** What this task involves **
Set out all of the data below as a numbered list, omitting any blank lines.

— START OF Records —

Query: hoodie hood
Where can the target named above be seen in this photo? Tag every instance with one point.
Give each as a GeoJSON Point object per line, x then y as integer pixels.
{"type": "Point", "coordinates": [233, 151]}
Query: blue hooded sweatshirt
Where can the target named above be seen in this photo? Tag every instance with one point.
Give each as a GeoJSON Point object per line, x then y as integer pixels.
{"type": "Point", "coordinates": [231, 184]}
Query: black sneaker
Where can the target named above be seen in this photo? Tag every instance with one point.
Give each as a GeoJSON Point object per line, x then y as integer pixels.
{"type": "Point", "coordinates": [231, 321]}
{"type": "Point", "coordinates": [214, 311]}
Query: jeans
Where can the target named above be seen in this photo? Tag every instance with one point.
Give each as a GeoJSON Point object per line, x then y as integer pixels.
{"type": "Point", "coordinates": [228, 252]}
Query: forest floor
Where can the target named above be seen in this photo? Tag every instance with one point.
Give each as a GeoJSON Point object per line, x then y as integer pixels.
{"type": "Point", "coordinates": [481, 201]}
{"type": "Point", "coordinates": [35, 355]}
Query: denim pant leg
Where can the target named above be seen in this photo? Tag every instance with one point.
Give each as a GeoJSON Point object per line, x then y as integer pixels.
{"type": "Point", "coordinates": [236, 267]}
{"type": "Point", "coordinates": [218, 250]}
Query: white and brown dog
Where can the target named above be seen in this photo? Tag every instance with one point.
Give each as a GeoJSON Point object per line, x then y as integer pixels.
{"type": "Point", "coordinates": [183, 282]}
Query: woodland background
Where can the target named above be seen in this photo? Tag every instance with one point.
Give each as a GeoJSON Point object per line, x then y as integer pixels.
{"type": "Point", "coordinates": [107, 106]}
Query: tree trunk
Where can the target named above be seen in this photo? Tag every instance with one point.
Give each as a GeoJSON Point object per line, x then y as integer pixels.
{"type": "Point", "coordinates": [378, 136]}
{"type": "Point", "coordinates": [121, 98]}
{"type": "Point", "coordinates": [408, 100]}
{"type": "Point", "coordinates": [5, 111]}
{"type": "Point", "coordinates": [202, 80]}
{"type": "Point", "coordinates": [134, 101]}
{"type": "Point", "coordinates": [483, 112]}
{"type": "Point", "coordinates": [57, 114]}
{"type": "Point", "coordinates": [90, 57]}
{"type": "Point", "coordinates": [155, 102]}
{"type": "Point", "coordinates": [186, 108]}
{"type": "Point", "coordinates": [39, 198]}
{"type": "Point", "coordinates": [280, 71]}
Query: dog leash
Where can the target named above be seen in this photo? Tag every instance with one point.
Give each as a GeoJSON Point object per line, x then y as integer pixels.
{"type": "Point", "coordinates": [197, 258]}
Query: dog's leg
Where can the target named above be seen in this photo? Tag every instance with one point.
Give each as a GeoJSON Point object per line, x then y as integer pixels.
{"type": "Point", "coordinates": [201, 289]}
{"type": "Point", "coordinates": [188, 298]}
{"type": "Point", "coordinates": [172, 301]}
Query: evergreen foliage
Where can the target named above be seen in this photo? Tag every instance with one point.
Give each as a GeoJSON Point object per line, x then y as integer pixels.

— END OF Records —

** Problem solution **
1. Query: hoodie hood
2. Where can the target named above be seen in this photo? Tag every instance with one point.
3. Give each as a GeoJSON Point object per line, x then y as integer pixels.
4. {"type": "Point", "coordinates": [233, 151]}
5. Query: blue hooded sweatshirt
6. Where can the target named above be seen in this photo? Tag every instance with one point.
7. Give each as a GeoJSON Point object per line, x then y as integer pixels.
8. {"type": "Point", "coordinates": [231, 184]}
9. Query: black sneaker
10. Where can the target named above be seen in this photo? Tag every instance with one point.
11. Give each as a GeoJSON Point object per line, x then y as integer pixels.
12. {"type": "Point", "coordinates": [231, 321]}
13. {"type": "Point", "coordinates": [214, 311]}
14. Query: jeans
15. Where can the target named above be seen in this photo? Tag every instance with one point.
16. Give each as a GeoJSON Point object per line, x then y as integer pixels.
17. {"type": "Point", "coordinates": [228, 252]}
18. Query: forest floor
19. Where can the target named above be seen in this photo? Tag every instance with one point.
20. Give each as a GeoJSON Point object per line, x then y as integer pixels.
21. {"type": "Point", "coordinates": [481, 201]}
22. {"type": "Point", "coordinates": [35, 355]}
23. Query: denim pant leg
24. Where can the target named above be seen in this photo? Tag every instance with one point.
25. Give each as a GeoJSON Point object per line, x then y as integer pixels.
26. {"type": "Point", "coordinates": [236, 267]}
27. {"type": "Point", "coordinates": [218, 250]}
28. Query: white and brown dog
29. Where can the target named above be seen in this photo? Tag every instance with one point.
30. Give each as a GeoJSON Point object per line, x then y as integer pixels.
31. {"type": "Point", "coordinates": [183, 282]}
32. Query: woodland background
33. Where can the target named above be seen in this photo? Tag every instance with one point.
34. Give each as a GeoJSON Point object per line, x then y as integer pixels.
35. {"type": "Point", "coordinates": [107, 106]}
36. Query: tree trunk
37. Where can the target named above be seen in this photo? Tag every instance with one point.
38. Give each as a GeoJSON Point object per line, x then y as integer pixels.
39. {"type": "Point", "coordinates": [378, 136]}
40. {"type": "Point", "coordinates": [121, 98]}
41. {"type": "Point", "coordinates": [408, 100]}
42. {"type": "Point", "coordinates": [5, 111]}
43. {"type": "Point", "coordinates": [202, 80]}
44. {"type": "Point", "coordinates": [134, 101]}
45. {"type": "Point", "coordinates": [483, 112]}
46. {"type": "Point", "coordinates": [57, 114]}
47. {"type": "Point", "coordinates": [90, 57]}
48. {"type": "Point", "coordinates": [155, 102]}
49. {"type": "Point", "coordinates": [186, 108]}
50. {"type": "Point", "coordinates": [39, 198]}
51. {"type": "Point", "coordinates": [280, 71]}
52. Query: dog leash
53. Where can the target named above be seen in this photo? Tag every instance with one point.
54. Give each as a GeoJSON Point object per line, x then y as integer pixels.
55. {"type": "Point", "coordinates": [197, 258]}
56. Query: dog's leg
57. Where can the target named above be seen in this photo? Tag every instance with one point.
58. Give each as a GeoJSON Point object per line, x then y as integer pixels.
59. {"type": "Point", "coordinates": [201, 289]}
60. {"type": "Point", "coordinates": [188, 298]}
61. {"type": "Point", "coordinates": [172, 301]}
62. Query: evergreen foliage
63. Where can the target named above be seen in this photo? Tag every instance with one point.
64. Give each as a GeoJSON Point object per line, x then y as integer pixels.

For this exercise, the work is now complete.